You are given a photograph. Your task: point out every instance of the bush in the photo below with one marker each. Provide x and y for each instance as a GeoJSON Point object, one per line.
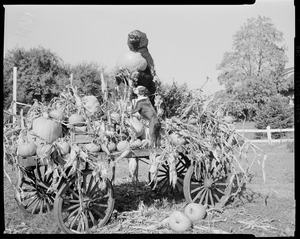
{"type": "Point", "coordinates": [277, 114]}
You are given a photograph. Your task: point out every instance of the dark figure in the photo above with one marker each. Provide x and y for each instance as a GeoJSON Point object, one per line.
{"type": "Point", "coordinates": [138, 42]}
{"type": "Point", "coordinates": [144, 107]}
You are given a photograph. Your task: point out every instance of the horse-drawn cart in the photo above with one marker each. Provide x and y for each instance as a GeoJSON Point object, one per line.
{"type": "Point", "coordinates": [82, 200]}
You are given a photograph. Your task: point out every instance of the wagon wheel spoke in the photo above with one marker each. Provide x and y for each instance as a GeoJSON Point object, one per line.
{"type": "Point", "coordinates": [90, 185]}
{"type": "Point", "coordinates": [198, 194]}
{"type": "Point", "coordinates": [211, 198]}
{"type": "Point", "coordinates": [35, 206]}
{"type": "Point", "coordinates": [203, 195]}
{"type": "Point", "coordinates": [70, 215]}
{"type": "Point", "coordinates": [197, 189]}
{"type": "Point", "coordinates": [100, 214]}
{"type": "Point", "coordinates": [92, 217]}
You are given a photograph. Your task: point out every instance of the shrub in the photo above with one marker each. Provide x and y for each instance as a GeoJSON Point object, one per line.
{"type": "Point", "coordinates": [276, 113]}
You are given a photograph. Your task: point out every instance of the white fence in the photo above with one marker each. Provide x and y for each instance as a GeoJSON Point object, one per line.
{"type": "Point", "coordinates": [268, 130]}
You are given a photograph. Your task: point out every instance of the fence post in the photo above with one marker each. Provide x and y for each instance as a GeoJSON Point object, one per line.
{"type": "Point", "coordinates": [269, 134]}
{"type": "Point", "coordinates": [14, 93]}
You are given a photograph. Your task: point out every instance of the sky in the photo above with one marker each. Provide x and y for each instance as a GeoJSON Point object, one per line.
{"type": "Point", "coordinates": [187, 42]}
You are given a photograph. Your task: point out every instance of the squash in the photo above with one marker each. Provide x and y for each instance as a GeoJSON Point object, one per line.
{"type": "Point", "coordinates": [137, 125]}
{"type": "Point", "coordinates": [43, 149]}
{"type": "Point", "coordinates": [46, 129]}
{"type": "Point", "coordinates": [34, 139]}
{"type": "Point", "coordinates": [26, 149]}
{"type": "Point", "coordinates": [93, 148]}
{"type": "Point", "coordinates": [133, 61]}
{"type": "Point", "coordinates": [122, 145]}
{"type": "Point", "coordinates": [115, 116]}
{"type": "Point", "coordinates": [77, 120]}
{"type": "Point", "coordinates": [64, 147]}
{"type": "Point", "coordinates": [56, 114]}
{"type": "Point", "coordinates": [111, 146]}
{"type": "Point", "coordinates": [176, 139]}
{"type": "Point", "coordinates": [136, 144]}
{"type": "Point", "coordinates": [91, 103]}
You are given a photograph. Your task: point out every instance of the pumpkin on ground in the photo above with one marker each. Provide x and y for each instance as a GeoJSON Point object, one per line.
{"type": "Point", "coordinates": [93, 148]}
{"type": "Point", "coordinates": [26, 149]}
{"type": "Point", "coordinates": [47, 129]}
{"type": "Point", "coordinates": [91, 103]}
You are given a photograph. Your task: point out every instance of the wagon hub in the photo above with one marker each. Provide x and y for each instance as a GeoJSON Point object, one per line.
{"type": "Point", "coordinates": [87, 203]}
{"type": "Point", "coordinates": [208, 182]}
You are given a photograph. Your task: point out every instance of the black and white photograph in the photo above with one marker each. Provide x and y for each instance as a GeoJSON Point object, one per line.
{"type": "Point", "coordinates": [149, 119]}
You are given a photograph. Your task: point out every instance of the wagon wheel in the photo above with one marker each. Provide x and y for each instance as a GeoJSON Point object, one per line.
{"type": "Point", "coordinates": [96, 208]}
{"type": "Point", "coordinates": [32, 196]}
{"type": "Point", "coordinates": [207, 188]}
{"type": "Point", "coordinates": [163, 178]}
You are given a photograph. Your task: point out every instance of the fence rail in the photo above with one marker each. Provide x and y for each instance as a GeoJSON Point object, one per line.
{"type": "Point", "coordinates": [268, 130]}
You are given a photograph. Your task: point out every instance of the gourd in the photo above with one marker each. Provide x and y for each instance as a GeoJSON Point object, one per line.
{"type": "Point", "coordinates": [111, 146]}
{"type": "Point", "coordinates": [122, 145]}
{"type": "Point", "coordinates": [176, 139]}
{"type": "Point", "coordinates": [92, 147]}
{"type": "Point", "coordinates": [64, 147]}
{"type": "Point", "coordinates": [47, 129]}
{"type": "Point", "coordinates": [56, 114]}
{"type": "Point", "coordinates": [137, 125]}
{"type": "Point", "coordinates": [133, 61]}
{"type": "Point", "coordinates": [91, 103]}
{"type": "Point", "coordinates": [26, 149]}
{"type": "Point", "coordinates": [115, 116]}
{"type": "Point", "coordinates": [77, 120]}
{"type": "Point", "coordinates": [43, 149]}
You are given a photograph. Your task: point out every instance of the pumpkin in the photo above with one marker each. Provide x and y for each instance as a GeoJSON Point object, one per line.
{"type": "Point", "coordinates": [76, 119]}
{"type": "Point", "coordinates": [133, 61]}
{"type": "Point", "coordinates": [26, 149]}
{"type": "Point", "coordinates": [43, 149]}
{"type": "Point", "coordinates": [137, 125]}
{"type": "Point", "coordinates": [91, 103]}
{"type": "Point", "coordinates": [115, 116]}
{"type": "Point", "coordinates": [92, 147]}
{"type": "Point", "coordinates": [46, 129]}
{"type": "Point", "coordinates": [56, 114]}
{"type": "Point", "coordinates": [64, 147]}
{"type": "Point", "coordinates": [136, 144]}
{"type": "Point", "coordinates": [176, 139]}
{"type": "Point", "coordinates": [111, 146]}
{"type": "Point", "coordinates": [122, 145]}
{"type": "Point", "coordinates": [34, 139]}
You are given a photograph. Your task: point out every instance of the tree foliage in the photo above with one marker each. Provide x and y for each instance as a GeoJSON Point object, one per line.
{"type": "Point", "coordinates": [253, 71]}
{"type": "Point", "coordinates": [276, 113]}
{"type": "Point", "coordinates": [39, 72]}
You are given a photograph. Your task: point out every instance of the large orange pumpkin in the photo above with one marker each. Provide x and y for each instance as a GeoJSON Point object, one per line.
{"type": "Point", "coordinates": [47, 129]}
{"type": "Point", "coordinates": [26, 149]}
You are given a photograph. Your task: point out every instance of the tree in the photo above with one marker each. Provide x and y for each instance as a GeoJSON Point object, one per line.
{"type": "Point", "coordinates": [40, 72]}
{"type": "Point", "coordinates": [276, 113]}
{"type": "Point", "coordinates": [253, 71]}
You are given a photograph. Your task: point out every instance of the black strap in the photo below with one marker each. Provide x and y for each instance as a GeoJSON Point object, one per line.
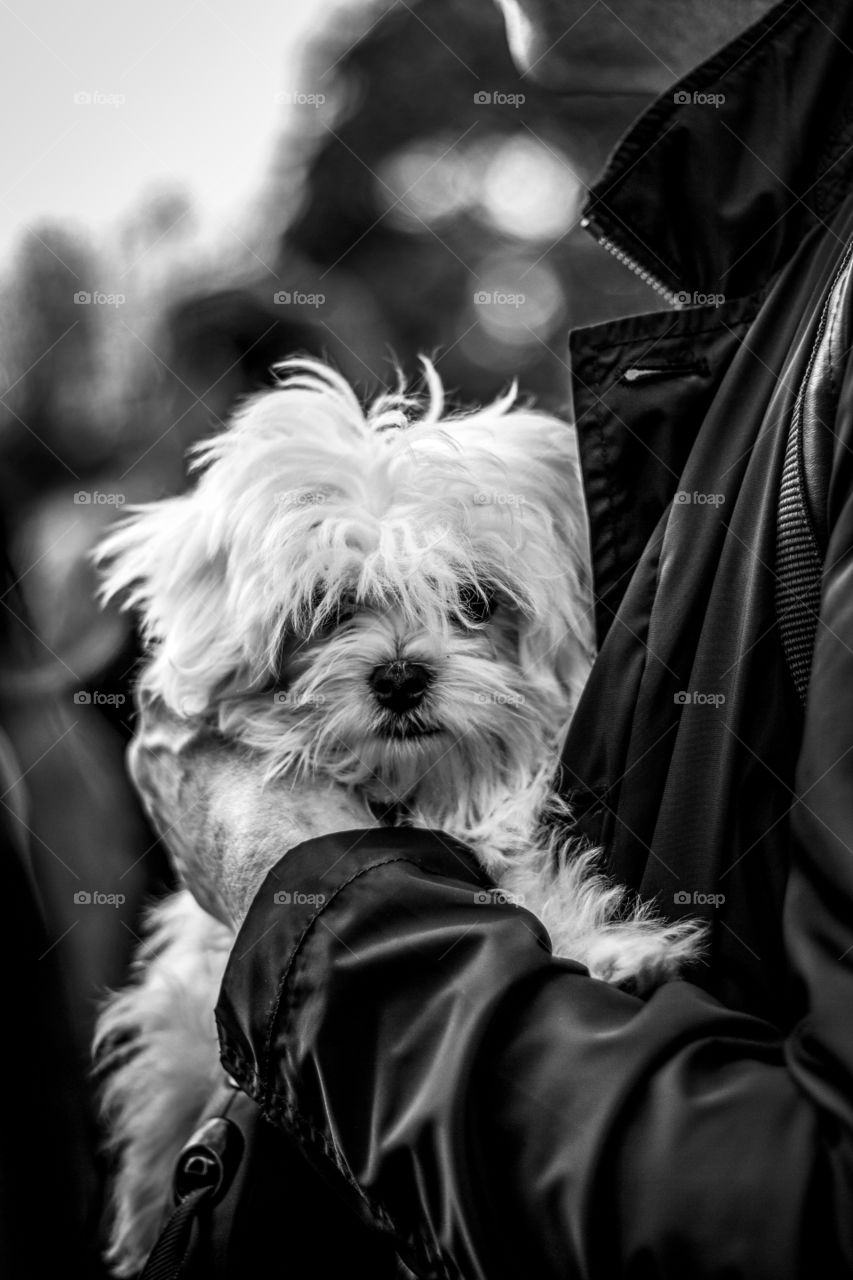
{"type": "Point", "coordinates": [802, 535]}
{"type": "Point", "coordinates": [174, 1244]}
{"type": "Point", "coordinates": [799, 563]}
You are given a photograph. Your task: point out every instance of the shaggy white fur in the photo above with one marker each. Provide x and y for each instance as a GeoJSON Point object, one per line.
{"type": "Point", "coordinates": [322, 545]}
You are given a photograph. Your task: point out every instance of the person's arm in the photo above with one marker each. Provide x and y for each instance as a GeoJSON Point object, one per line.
{"type": "Point", "coordinates": [501, 1112]}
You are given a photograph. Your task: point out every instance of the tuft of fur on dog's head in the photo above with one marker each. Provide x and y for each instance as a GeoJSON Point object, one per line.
{"type": "Point", "coordinates": [392, 598]}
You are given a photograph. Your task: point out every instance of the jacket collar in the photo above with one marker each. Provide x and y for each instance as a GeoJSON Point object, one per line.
{"type": "Point", "coordinates": [717, 182]}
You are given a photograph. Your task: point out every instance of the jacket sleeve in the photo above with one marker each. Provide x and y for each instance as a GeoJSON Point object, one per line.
{"type": "Point", "coordinates": [503, 1115]}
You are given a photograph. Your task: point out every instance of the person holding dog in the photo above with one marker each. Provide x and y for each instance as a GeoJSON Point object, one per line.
{"type": "Point", "coordinates": [489, 1110]}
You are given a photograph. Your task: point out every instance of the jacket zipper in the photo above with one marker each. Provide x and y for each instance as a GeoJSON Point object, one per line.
{"type": "Point", "coordinates": [674, 300]}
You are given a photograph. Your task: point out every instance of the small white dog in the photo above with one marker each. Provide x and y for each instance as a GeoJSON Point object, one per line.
{"type": "Point", "coordinates": [396, 602]}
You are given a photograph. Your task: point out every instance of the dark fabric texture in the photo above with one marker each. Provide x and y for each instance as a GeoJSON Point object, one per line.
{"type": "Point", "coordinates": [495, 1112]}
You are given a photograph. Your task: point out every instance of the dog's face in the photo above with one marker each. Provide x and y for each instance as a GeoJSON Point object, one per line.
{"type": "Point", "coordinates": [400, 607]}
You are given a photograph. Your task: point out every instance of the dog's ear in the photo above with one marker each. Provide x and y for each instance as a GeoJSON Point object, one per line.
{"type": "Point", "coordinates": [162, 563]}
{"type": "Point", "coordinates": [524, 478]}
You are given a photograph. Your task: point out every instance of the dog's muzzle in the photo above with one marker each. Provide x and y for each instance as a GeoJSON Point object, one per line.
{"type": "Point", "coordinates": [400, 686]}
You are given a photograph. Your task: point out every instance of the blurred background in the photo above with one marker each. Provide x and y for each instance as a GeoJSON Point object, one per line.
{"type": "Point", "coordinates": [191, 193]}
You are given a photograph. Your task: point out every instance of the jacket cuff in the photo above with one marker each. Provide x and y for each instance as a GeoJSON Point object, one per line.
{"type": "Point", "coordinates": [297, 896]}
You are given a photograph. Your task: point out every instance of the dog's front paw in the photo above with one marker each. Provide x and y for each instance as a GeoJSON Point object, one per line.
{"type": "Point", "coordinates": [641, 960]}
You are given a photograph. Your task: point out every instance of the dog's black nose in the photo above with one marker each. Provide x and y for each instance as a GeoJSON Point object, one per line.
{"type": "Point", "coordinates": [400, 685]}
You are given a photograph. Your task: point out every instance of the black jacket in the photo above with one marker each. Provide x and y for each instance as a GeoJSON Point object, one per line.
{"type": "Point", "coordinates": [500, 1114]}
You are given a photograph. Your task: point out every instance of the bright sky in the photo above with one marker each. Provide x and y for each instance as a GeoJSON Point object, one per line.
{"type": "Point", "coordinates": [103, 100]}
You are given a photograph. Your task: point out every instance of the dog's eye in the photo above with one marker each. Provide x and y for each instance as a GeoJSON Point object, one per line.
{"type": "Point", "coordinates": [478, 602]}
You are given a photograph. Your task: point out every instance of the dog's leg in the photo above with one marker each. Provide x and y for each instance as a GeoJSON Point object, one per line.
{"type": "Point", "coordinates": [156, 1046]}
{"type": "Point", "coordinates": [594, 922]}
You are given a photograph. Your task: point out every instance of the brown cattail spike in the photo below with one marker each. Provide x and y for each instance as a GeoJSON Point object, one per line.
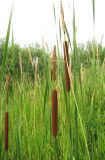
{"type": "Point", "coordinates": [54, 113]}
{"type": "Point", "coordinates": [66, 65]}
{"type": "Point", "coordinates": [6, 131]}
{"type": "Point", "coordinates": [54, 64]}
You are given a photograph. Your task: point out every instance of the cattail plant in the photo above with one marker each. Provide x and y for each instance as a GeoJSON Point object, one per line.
{"type": "Point", "coordinates": [20, 63]}
{"type": "Point", "coordinates": [6, 120]}
{"type": "Point", "coordinates": [54, 112]}
{"type": "Point", "coordinates": [62, 17]}
{"type": "Point", "coordinates": [66, 65]}
{"type": "Point", "coordinates": [53, 64]}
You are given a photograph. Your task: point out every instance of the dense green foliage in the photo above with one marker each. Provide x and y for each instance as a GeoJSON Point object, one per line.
{"type": "Point", "coordinates": [28, 55]}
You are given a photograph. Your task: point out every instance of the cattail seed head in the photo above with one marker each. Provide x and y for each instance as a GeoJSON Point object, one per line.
{"type": "Point", "coordinates": [53, 64]}
{"type": "Point", "coordinates": [66, 65]}
{"type": "Point", "coordinates": [54, 112]}
{"type": "Point", "coordinates": [6, 131]}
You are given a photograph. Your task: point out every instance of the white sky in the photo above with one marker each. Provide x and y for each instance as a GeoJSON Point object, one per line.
{"type": "Point", "coordinates": [33, 19]}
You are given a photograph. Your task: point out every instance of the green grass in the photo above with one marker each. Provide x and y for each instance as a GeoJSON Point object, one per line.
{"type": "Point", "coordinates": [81, 113]}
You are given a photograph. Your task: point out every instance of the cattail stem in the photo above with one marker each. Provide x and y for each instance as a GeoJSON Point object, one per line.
{"type": "Point", "coordinates": [6, 127]}
{"type": "Point", "coordinates": [66, 64]}
{"type": "Point", "coordinates": [53, 64]}
{"type": "Point", "coordinates": [54, 113]}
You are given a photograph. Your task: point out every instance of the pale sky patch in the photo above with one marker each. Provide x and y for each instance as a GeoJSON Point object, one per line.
{"type": "Point", "coordinates": [33, 19]}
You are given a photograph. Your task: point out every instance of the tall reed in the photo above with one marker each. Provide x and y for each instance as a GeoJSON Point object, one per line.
{"type": "Point", "coordinates": [6, 115]}
{"type": "Point", "coordinates": [66, 65]}
{"type": "Point", "coordinates": [53, 64]}
{"type": "Point", "coordinates": [54, 112]}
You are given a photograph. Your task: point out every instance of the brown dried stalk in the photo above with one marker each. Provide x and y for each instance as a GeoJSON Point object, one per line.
{"type": "Point", "coordinates": [6, 131]}
{"type": "Point", "coordinates": [53, 64]}
{"type": "Point", "coordinates": [66, 65]}
{"type": "Point", "coordinates": [54, 113]}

→ **Work required**: Set out exactly the run of lines that begins at the line holding "the brown dried" and ends at the last line of the data.

→ **Full solution**:
You are given a photograph. Your task: point out every instance of the brown dried stalk in the photo above with one marker each. Provide x and y for each instance as a GeoJSON Point object, one per line.
{"type": "Point", "coordinates": [6, 131]}
{"type": "Point", "coordinates": [53, 64]}
{"type": "Point", "coordinates": [66, 65]}
{"type": "Point", "coordinates": [54, 113]}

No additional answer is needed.